- _Excerpt_:
Description of problem: During an upgrade, MCO (or component thereof) applies manifests (specifically, static pod manifests) before drain has been completed. The net result is if a bad etcd image is pushed, we can lose etcd quorum. Version-Release number of selected component (if applicable): 4.1+ How reproducible: Edge case, but 100% reproducible if a bad etcd image makes it into the upgrade graph. Steps to Reproduce: 1. Deploy cluster 2. Upgrade cluster to release with bad etcd version Actual results: Cluster loses etcd quorum Expected results: Cluster stops applying new manifests to other nodes; Cluster should always drain a node before MCD applies new manifests, this will allow us to respect etcd-quorum-guard PDB. Additional info: Related BZ: https://bugzilla.redhat.com/show_bug.cgi?id=1761557#c16 Suggested Fix: Drain first, then apply static pod manifests. This will result in etcd-quorum-guard protecting us in the future in case we get a bad etcd-image somewhow.
(In reply to Michael Gugino from comment #0) > Description of problem: > During an upgrade, MCO (or component thereof) applies manifests > (specifically, static pod manifests) before drain has been completed. The > net result is if a bad etcd image is pushed, we can lose etcd quorum. > > Version-Release number of selected component (if applicable): > 4.1+ > > How reproducible: > Edge case, but 100% reproducible if a bad etcd image makes it into the > upgrade graph. > > Steps to Reproduce: > 1. Deploy cluster > 2. Upgrade cluster to release with bad etcd version > > Actual results: > Cluster loses etcd quorum > > Expected results: > Cluster stops applying new manifests to other nodes; Cluster should always > drain a node before MCD applies new manifests, this will allow us to respect > etcd-quorum-guard PDB. So MCD isn't really _applying_ manifests, it just drops files around the host fs. For etcd specifically it dumps kubernetes yamls under /etc/kubernetes (iirc). Now, we drop files well before drain indeed, what is expected here? 1. Drain 2. write files to disk 3. reboot How do we make sure that by the time we drop the static manifests we don't incur in a reboot already? I feel I'm missing something here. I would have expected that by the time we drop the manifests and go to drain, the bad etcd-member yaml to be already caught > > Additional info: > > Related BZ: https://bugzilla.redhat.com/show_bug.cgi?id=1761557#c16 > > Suggested Fix: > > Drain first, then apply static pod manifests. This will result in > etcd-quorum-guard protecting us in the future in case we get a bad > etcd-image somewhow.

- _Supplied entries_:
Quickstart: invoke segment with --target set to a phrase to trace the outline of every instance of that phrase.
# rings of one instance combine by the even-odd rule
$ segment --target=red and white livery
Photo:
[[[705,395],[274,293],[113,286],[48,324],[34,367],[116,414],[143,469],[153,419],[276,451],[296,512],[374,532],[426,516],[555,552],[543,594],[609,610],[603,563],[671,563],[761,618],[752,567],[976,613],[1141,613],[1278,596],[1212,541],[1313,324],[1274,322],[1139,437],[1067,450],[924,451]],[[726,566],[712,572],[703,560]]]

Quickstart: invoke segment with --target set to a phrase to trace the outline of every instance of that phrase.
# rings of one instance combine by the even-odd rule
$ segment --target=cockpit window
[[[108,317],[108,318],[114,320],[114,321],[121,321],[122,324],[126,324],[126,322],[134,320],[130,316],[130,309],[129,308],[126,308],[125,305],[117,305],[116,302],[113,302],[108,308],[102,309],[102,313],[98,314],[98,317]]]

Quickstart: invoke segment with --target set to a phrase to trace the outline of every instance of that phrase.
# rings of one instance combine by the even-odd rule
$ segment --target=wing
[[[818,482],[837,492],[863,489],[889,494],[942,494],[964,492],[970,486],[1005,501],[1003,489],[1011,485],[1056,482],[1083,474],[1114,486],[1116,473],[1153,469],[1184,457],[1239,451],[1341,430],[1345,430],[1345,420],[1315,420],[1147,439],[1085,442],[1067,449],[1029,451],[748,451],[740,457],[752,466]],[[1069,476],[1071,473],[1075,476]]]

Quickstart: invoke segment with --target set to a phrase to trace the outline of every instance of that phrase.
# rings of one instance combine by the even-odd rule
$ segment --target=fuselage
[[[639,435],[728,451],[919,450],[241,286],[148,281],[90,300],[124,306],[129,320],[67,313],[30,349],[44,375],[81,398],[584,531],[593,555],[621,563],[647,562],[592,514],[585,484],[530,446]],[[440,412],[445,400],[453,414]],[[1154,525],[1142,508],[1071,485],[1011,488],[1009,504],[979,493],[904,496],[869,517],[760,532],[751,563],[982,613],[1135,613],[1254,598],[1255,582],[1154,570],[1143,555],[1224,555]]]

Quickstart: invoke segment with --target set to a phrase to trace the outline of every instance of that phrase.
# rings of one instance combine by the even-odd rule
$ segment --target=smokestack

- _Required actions_:
A: According to the bug report, what fix is suggested for the problem?
B: Summarize the bug report in two sentences.

- _List of solutions_:
A: Drain first, then apply static pod manifests.

B: The bug report states that during an upgrade, MCO applies static pod manifests before drain has been completed, so a bad etcd image can cause the cluster to lose etcd quorum, and it suggests draining first so that etcd-quorum-guard can provide protection. A reply explains that MCD only drops files onto the host filesystem, agrees that files are dropped well before drain, and asks what is expected here.